Task objective: Copy the lines below verbatim, leaving out any pictures.

Extracted lines:
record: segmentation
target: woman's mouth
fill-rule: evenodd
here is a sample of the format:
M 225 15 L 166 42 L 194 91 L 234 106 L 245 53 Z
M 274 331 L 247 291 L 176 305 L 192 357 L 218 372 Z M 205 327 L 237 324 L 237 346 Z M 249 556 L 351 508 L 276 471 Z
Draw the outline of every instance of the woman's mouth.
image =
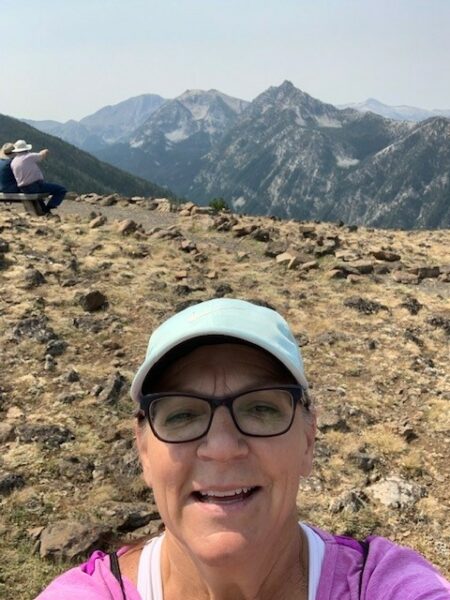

Result for this task:
record: segmentation
target: woman's mouth
fill-rule: evenodd
here is a sample of the format:
M 225 15 L 166 42 L 194 91 L 234 106 L 245 53 Z
M 274 331 L 247 291 L 176 305 L 192 357 L 218 372 Z M 205 327 L 237 324 L 237 346 Z M 249 556 L 351 508 L 276 471 Z
Draw the outline of every instance of the woman's mouth.
image =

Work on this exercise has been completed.